# [PROVIDED MATERIAL]
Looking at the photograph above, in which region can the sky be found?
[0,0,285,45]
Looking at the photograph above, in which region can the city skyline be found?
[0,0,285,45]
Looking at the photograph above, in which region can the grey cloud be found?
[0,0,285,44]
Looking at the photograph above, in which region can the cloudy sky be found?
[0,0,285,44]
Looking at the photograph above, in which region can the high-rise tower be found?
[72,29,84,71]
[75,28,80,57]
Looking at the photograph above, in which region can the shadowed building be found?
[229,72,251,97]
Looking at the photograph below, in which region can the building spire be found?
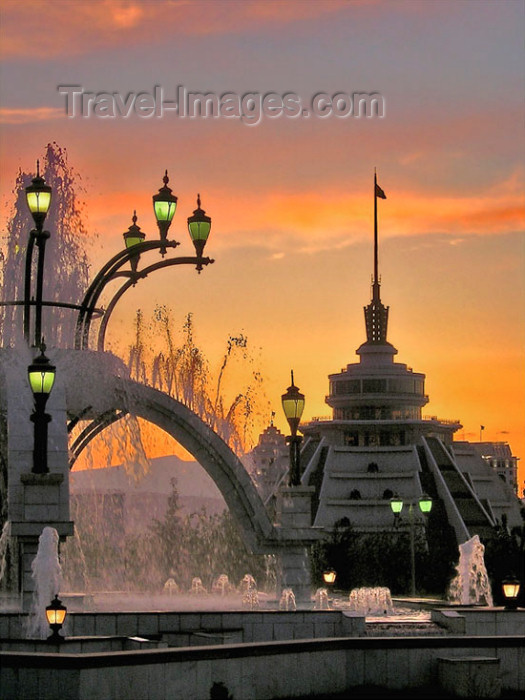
[365,168,388,343]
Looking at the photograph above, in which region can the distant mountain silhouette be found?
[70,456,226,517]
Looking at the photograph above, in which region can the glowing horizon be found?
[0,0,525,488]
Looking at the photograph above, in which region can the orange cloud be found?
[0,107,65,124]
[1,0,352,58]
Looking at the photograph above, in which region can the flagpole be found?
[374,168,378,290]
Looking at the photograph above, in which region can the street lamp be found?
[26,160,52,232]
[153,170,177,257]
[122,211,146,272]
[323,569,337,586]
[501,576,521,610]
[0,161,214,351]
[75,170,214,351]
[24,160,52,347]
[27,344,56,474]
[390,495,432,598]
[188,194,211,272]
[281,370,305,486]
[46,595,67,644]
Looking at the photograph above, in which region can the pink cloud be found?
[0,107,65,124]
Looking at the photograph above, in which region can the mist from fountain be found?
[27,527,62,639]
[447,535,493,606]
[348,586,394,615]
[239,574,259,610]
[279,588,297,612]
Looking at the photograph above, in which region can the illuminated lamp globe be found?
[46,595,67,642]
[323,569,337,586]
[419,494,432,513]
[281,370,305,435]
[188,194,211,258]
[27,345,56,403]
[26,161,52,231]
[152,170,177,255]
[501,576,521,610]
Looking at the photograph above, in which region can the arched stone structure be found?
[0,349,321,605]
[87,378,276,553]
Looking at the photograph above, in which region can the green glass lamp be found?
[390,495,403,515]
[281,370,305,435]
[188,194,211,258]
[153,170,177,255]
[26,160,52,232]
[27,345,56,406]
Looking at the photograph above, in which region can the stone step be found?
[365,620,447,637]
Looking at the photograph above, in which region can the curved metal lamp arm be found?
[96,256,215,352]
[75,241,179,350]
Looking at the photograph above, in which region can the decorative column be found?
[275,486,322,606]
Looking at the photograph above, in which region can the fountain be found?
[190,576,208,595]
[162,578,179,595]
[279,588,297,612]
[239,574,259,610]
[211,574,232,596]
[348,586,394,616]
[447,535,493,606]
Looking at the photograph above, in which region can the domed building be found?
[292,189,522,544]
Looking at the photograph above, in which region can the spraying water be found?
[240,574,259,610]
[28,527,62,639]
[349,586,394,615]
[279,588,297,611]
[447,535,493,606]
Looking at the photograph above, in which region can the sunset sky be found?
[0,0,525,484]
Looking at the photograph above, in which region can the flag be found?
[376,182,386,199]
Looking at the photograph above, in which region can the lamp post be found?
[75,171,214,350]
[501,575,521,610]
[24,160,52,347]
[46,595,67,644]
[323,569,337,586]
[4,161,214,350]
[390,495,432,598]
[281,370,305,486]
[27,344,56,474]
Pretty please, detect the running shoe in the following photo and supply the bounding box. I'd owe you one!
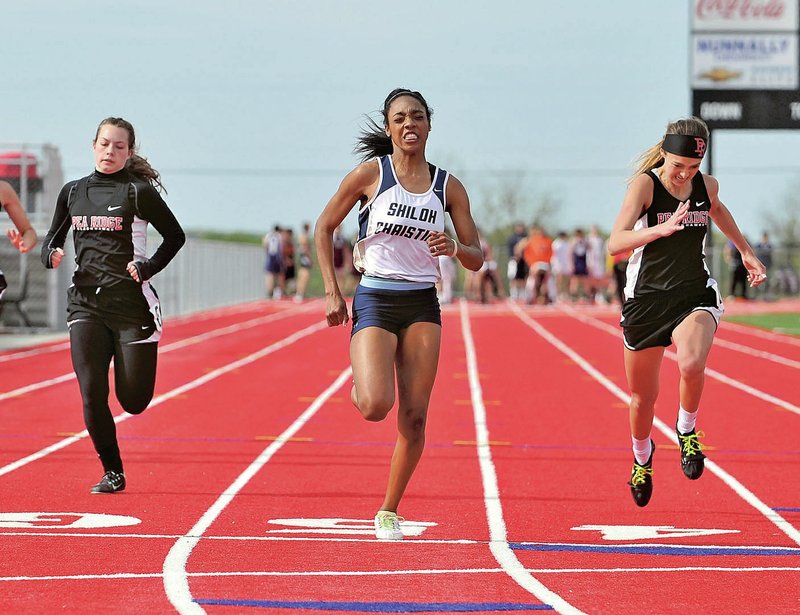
[92,470,125,493]
[375,510,403,540]
[628,440,656,506]
[675,427,706,480]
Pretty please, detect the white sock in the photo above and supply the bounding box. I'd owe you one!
[631,436,653,465]
[677,406,698,434]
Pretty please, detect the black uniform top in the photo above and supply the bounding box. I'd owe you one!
[42,169,186,290]
[625,171,711,297]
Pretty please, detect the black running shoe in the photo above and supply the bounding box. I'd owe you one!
[628,440,656,506]
[92,470,125,493]
[675,427,706,480]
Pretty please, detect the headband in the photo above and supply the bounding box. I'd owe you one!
[661,135,706,158]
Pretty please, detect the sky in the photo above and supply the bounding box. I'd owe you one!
[0,0,800,239]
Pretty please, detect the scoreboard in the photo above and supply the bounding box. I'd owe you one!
[690,0,800,130]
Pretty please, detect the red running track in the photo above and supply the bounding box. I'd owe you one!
[0,302,800,614]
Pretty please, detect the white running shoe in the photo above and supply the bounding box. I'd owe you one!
[375,510,404,540]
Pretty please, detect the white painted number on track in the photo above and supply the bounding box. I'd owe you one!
[267,519,436,536]
[0,512,142,530]
[572,525,739,540]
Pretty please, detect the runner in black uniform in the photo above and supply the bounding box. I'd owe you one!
[42,118,186,493]
[608,117,766,506]
[0,181,36,299]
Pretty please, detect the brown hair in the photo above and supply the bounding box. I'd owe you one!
[94,117,167,194]
[628,116,709,183]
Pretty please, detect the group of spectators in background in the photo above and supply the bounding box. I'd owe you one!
[262,222,314,303]
[263,222,799,305]
[488,223,630,304]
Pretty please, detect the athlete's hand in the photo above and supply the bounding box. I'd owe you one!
[325,293,350,327]
[428,231,456,256]
[50,248,64,269]
[658,199,690,237]
[742,254,767,288]
[6,228,36,253]
[127,261,142,284]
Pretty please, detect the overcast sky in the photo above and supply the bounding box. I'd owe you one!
[6,0,800,241]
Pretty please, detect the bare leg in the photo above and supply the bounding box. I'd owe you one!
[381,322,442,512]
[350,327,398,421]
[625,347,664,440]
[672,310,717,412]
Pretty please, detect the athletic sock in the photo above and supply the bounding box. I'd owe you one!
[97,444,123,474]
[631,436,653,465]
[677,406,698,434]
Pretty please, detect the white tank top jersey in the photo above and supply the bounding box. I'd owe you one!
[353,156,449,283]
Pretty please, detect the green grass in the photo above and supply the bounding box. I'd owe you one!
[725,312,800,335]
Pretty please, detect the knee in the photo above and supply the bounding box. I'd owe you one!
[398,408,427,442]
[678,357,706,380]
[117,392,153,414]
[356,394,394,423]
[630,391,658,413]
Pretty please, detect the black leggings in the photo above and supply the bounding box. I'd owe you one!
[69,321,158,472]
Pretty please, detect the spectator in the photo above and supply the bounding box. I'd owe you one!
[261,224,283,299]
[506,222,528,301]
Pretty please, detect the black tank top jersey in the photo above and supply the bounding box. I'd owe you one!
[625,171,711,297]
[42,169,186,289]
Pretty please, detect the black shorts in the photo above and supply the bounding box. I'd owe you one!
[620,280,724,350]
[350,284,442,336]
[67,282,162,344]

# [STATED EXERCISE]
Reproduce the stretch of the items from their first line through the line that contains "[374,168,378,290]" word for word, including both ends. Leave out any pictures.

# [REPLY TO THE EXERCISE]
Looking at the photograph above, in which region can the sky be found?
[0,0,285,45]
Looking at the photograph above, in which region can the city skyline be found?
[0,0,285,45]
Looking at the photograph above, in which region can the grey cloud be found?
[0,0,285,44]
Looking at the photograph above, in which region can the cloudy sky be found?
[0,0,285,44]
Looking at the photograph above, in which region can the high-rise tower be found?
[72,29,84,71]
[75,28,80,57]
Looking at the photograph above, in which region can the shadowed building be found?
[229,72,251,97]
Looking at the photograph below, in which region can the building spire be found?
[365,168,388,343]
Looking at the photograph above, in which region can the distant mountain silhouette be found?
[70,456,226,517]
Looking at the photograph above, in which region can the glowing horizon be found?
[0,0,525,488]
Looking at the photograph above, in which region can the orange cloud be found?
[0,107,65,124]
[1,0,352,58]
Looking at the photograph above, in which region can the flagpole be found?
[374,168,378,290]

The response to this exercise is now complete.